■ Exercise passage
Healthier Oils Are Not All Created Equal—Know The Fats
By now most people know trans-fats are harmful to our health. They not only raise our LDL “bad” blood cholesterol level, they lower the HDL “good” blood cholesterol level in our blood.
Manufactured trans-fatty acids in partially hydrogenated vegetable oils are used in many processed foods to extend product shelf-life. Hydrogenation happens when liquid fats are chemically altered to make them become solid at room temperature. This process creates trans-fatty acids.
If the food label does not state non-hydrogenated before the type of oil listed, it’s probably the cheaper produced hydrogenated version.
Food packages are quick to display trans-fat free if the content is below 0.5 grams per serving. In these cases, these fats won’t be listed on the food label. We could be eating trans-fats without knowing it! Depending on the amount of foods we eat with these fats, we could be consuming more unhealthy fats than we think we are. We could have chosen one brand over another thinking it was a healthier option, when in reality, it was just as bad.
Small amounts of trans-fats occur naturally in meats and dairy. Even if not entirely because of this, many people have given up eating these along with most fried foods.
Another type of fat, saturated fat, is also implicated in development of modern-day diseases.
All the craze at this time is with coconut oil being a healthy fat. Even coconut oil of the best quality that’s cold-pressed and as unrefined (extra-virgin) as possible (evidenced in strong coconut smell), has one of the highest concentrations of saturated fatty acids at 81% with only 11% monounsaturated fatty acids. Butter contains 62% saturated fatty acids, with 29% monounsaturated fatty acids. This tells us that although coconut oil is plant-based, its saturated fat content is actually higher, and its good fat content is lower than butter. Simply because it doesn’t come from animal sources doesn’t mean it’s okay to ingest excessively. Other sources of saturated fats include lard, palm oil, and palm kernel oil.
Beware of the many natural and wholesome recipes that call for too much saturated fat.
In choosing healthier alternatives, let’s not ignore the obvious. Whatever saturated fat we choose to eat potentially raises our “bad” cholesterol level. If it stays elevated beyond healthy limits for too long, it becomes a contributing factor in cardio vascular diseases.

■ Data to examine
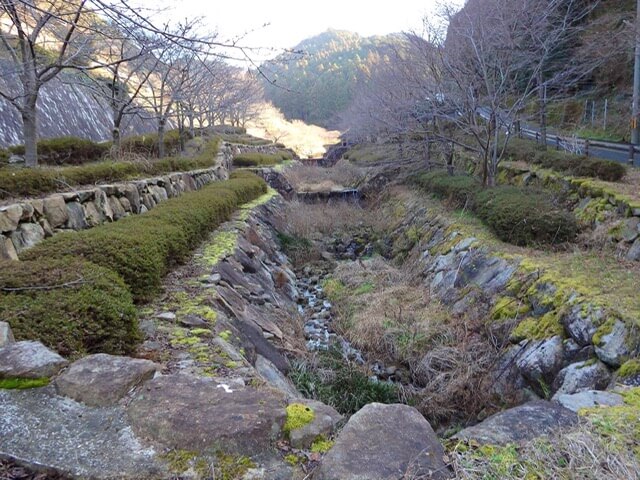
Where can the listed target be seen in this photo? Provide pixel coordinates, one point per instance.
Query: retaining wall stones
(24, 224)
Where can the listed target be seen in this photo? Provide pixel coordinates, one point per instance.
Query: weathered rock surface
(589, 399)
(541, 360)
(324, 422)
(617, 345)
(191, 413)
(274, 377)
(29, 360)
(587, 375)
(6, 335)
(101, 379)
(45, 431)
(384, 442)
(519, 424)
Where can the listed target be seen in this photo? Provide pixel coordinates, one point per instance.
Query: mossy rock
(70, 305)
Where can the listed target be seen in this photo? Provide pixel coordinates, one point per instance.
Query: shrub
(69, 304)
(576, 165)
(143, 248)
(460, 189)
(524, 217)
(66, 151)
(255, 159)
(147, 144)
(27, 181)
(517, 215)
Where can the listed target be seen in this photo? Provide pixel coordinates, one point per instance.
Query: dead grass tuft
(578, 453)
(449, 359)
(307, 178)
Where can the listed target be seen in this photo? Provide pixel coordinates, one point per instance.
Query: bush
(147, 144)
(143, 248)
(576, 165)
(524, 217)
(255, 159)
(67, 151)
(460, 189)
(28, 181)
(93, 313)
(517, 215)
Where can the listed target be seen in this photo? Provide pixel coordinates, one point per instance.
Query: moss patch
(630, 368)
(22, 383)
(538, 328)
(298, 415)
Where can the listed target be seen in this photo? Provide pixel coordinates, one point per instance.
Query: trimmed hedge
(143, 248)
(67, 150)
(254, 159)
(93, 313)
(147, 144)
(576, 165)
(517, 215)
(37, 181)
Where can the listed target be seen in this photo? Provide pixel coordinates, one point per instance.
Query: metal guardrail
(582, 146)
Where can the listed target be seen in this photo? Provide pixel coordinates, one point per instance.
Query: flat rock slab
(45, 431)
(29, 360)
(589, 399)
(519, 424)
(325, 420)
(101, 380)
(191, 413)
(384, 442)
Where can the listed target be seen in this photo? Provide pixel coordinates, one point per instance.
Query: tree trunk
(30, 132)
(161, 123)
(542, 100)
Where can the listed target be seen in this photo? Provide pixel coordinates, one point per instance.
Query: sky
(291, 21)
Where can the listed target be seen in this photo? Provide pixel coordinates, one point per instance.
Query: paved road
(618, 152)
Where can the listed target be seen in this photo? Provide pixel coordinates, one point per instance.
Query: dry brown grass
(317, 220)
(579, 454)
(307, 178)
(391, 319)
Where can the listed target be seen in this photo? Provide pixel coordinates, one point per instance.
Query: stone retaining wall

...

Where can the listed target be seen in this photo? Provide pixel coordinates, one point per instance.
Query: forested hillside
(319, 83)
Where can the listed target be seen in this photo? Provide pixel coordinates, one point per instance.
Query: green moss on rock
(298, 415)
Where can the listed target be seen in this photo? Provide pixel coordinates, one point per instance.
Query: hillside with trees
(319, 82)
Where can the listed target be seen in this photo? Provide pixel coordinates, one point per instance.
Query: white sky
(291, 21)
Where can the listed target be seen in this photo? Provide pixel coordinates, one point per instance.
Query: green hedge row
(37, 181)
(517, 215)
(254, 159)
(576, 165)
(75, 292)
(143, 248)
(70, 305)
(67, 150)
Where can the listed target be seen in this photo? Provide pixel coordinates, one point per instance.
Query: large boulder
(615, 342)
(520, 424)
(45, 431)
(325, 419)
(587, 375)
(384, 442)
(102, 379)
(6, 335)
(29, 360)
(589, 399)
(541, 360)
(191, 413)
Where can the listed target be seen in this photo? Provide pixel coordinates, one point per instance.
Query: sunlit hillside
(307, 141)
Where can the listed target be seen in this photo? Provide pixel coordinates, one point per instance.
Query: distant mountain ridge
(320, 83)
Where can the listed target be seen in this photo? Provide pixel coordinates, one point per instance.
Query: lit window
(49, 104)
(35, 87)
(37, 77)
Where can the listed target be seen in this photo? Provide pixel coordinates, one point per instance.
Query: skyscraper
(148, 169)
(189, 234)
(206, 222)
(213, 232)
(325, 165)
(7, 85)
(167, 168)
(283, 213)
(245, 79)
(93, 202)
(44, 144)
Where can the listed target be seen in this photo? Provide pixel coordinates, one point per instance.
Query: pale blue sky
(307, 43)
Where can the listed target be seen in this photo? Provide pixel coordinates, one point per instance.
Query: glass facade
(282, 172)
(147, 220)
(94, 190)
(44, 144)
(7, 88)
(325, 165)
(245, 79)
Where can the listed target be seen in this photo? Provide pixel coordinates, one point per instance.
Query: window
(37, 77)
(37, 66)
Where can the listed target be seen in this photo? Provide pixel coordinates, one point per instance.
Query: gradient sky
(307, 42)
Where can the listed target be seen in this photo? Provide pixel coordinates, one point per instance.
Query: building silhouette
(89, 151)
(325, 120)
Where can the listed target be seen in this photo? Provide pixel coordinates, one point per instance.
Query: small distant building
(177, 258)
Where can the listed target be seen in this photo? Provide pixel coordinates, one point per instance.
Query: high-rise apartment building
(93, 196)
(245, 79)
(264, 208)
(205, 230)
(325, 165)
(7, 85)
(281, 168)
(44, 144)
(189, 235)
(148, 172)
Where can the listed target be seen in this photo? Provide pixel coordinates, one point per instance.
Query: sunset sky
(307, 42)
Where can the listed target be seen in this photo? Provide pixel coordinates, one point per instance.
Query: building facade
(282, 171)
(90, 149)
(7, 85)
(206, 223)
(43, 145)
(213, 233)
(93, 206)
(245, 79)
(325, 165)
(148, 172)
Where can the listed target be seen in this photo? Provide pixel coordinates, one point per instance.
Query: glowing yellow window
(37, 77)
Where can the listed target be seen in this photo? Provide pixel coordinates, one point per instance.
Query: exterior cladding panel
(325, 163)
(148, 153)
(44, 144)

--

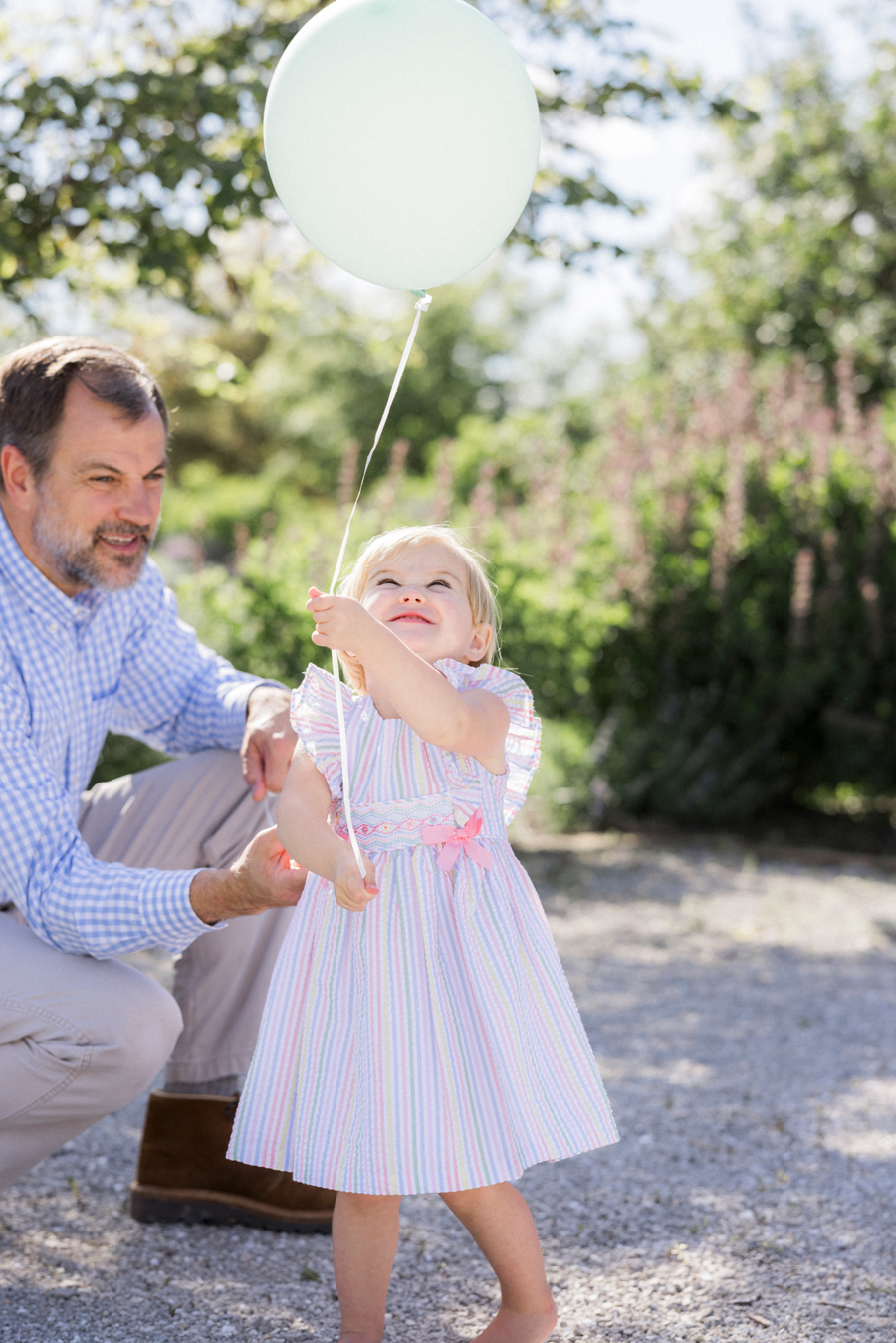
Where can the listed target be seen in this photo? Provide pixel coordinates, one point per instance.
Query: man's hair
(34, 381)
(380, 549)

■ What to do
Pick up the article on dietary fats and healthier oils after its last paragraph and continue writing it.

■ Task answer
Monounsaturated fatty acids seem to have the most lowering effect on the “bad” blood cholesterol level. This is why olive oil is so well regarded as a healthy oil. It has only 13% saturated fatty acids, and the highest amount of monounsaturated fatty acids at 74% compared to other oils. It also has the lowest amount of polyunsaturated fatty acids at 8%. It’s important we choose extra-virgin and cold-pressed to avoid losing nutrients and the harmful chemicals used in heat extraction. Quality olive oil is usually contained in colored glass bottles.
Monounsaturated fats are considered the healthiest fats for human consumption. Some of these are found in avocados, nuts and nut butters, olive oil and olives, and peanut oils.
Healthier than saturated fats, polyunsaturated fats are found in nuts, seeds, and plant-based oils. Again though, if we’re consuming these oils in already prepared foods, it’s important to know if the oils added are non-hydrogenated. If the list of ingredients doesn’t state specifically that a non-hydrogenated oil was used, it is safe to assume the oil used is hydrogenated.
Excess saturated fat consumption regardless of its source, leads to heart and health problems. We have to rely on our own discrimination when choosing what foods we eat, and keep track of the quality and quantity of our fat intake. Staying aware and choosing healthier fats will go a long way to keep our health and weight in check.